§ **KUTIPAN TERPILIH**
+---+

Permasalahan
try out terpakai atau uji coba terpakai memang masih menjadi perdebatan dalam
metodologi penelitian, terutama di bidang ilmu sosial. Apa itu sebenarnya try
out terpakai? Sebelumnya, mari kita refresh sejenak terkait dengan
langkah-langkah pokok dalam penelitian. Secara garis besar, semua penelitian
ilmu sosial akan melalui tahapan ini: 1) identifikasi masalah, 2) menyusun
landasan teori dan hipotesis, 3) menentukan variabel, 4) menyusun instrumen
penelitian, 5) sampling, 6) pengambilan data, 7) analisis data, dan 8) menulis
laporan.
Dimakah proses try out itu dilakukan? Proses try out
dilakukan pada tahap menyusun instrumen penelitian agar instrumen yang kita
gunakan dalam pengambilan data sudah teruji validitas dan reliabilitasnya. Lalu
apa itu try out terpakai? Try out terpakai adalah ketika data yang kita ambil
untuk menguji validitas dan reliabilitas instrumen juga kita gunakan sebagai
data penelitian kita. Jadi semisal kita mengambil data 100 subjek untuk menguji
instrumen kita, kemudian data 100 subjek ini kita gunakan kembali untuk menguji
hipotesis kita setelah dikurangi oleh item-item yang tidak valid. Jadi kita
tidak perlu dua kali dalam mengambil data. Mengapa kita melarkukan try out terpakai?
Alasan yang paling umum dan paling logis yang dipakai adalah karena
keterbatasan jumlah subjek kita. Misalkan kita ingin meneliti tentang penderita
AIDS di Yogyakarta. Jika kita harus melakukan dua kali pengambilan data untuk
try out instrumen dan pengambilan data penelitian, tentu akan sangat sulit.
Alasan lain yang sering dipakai lebih ke alasan yang mengada-ada dan didasari
ingin mencari jalan pintas, seperti keterbatasan waktu, keterbatasan dana, dll.

+---+

Satu blok data
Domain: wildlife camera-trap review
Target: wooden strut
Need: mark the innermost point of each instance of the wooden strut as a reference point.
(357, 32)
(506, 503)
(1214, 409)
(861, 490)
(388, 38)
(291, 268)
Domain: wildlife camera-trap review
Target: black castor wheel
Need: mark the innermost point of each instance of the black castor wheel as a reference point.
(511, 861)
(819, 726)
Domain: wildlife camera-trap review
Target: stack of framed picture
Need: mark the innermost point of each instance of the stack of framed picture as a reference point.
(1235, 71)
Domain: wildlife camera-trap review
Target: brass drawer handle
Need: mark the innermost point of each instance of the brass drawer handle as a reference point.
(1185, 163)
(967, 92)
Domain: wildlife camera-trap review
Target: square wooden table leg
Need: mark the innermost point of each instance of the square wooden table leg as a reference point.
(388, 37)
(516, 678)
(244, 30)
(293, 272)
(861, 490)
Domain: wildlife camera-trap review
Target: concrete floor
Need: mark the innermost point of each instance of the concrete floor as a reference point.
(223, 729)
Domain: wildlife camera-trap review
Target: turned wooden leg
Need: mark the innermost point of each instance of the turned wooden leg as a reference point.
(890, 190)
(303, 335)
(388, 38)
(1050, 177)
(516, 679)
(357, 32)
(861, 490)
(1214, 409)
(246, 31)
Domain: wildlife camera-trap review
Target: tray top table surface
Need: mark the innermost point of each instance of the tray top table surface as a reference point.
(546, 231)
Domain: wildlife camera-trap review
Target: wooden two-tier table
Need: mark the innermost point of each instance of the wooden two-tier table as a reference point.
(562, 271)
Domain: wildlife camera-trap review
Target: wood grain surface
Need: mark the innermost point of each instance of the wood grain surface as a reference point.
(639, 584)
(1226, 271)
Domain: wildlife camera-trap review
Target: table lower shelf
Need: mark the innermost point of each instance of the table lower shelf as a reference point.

+---+

§ **TUGAS DIKERJAKAN**
Tulis ulang bagian teks tentang try out terpakai di antara "Alasan yang paling" dan "keterbatasan dana, dll.", termasuk keduanya, dengan mengganti "jalan pintas" menjadi "cara instan".

§ **JAWABAN LENGKAP**
Alasan yang paling umum dan paling logis yang dipakai adalah karena
keterbatasan jumlah subjek kita. Misalkan kita ingin meneliti tentang penderita
AIDS di Yogyakarta. Jika kita harus melakukan dua kali pengambilan data untuk
try out instrumen dan pengambilan data penelitian, tentu akan sangat sulit.
Alasan lain yang sering dipakai lebih ke alasan yang mengada-ada dan didasari
ingin mencari cara instan, seperti keterbatasan waktu, keterbatasan dana, dll.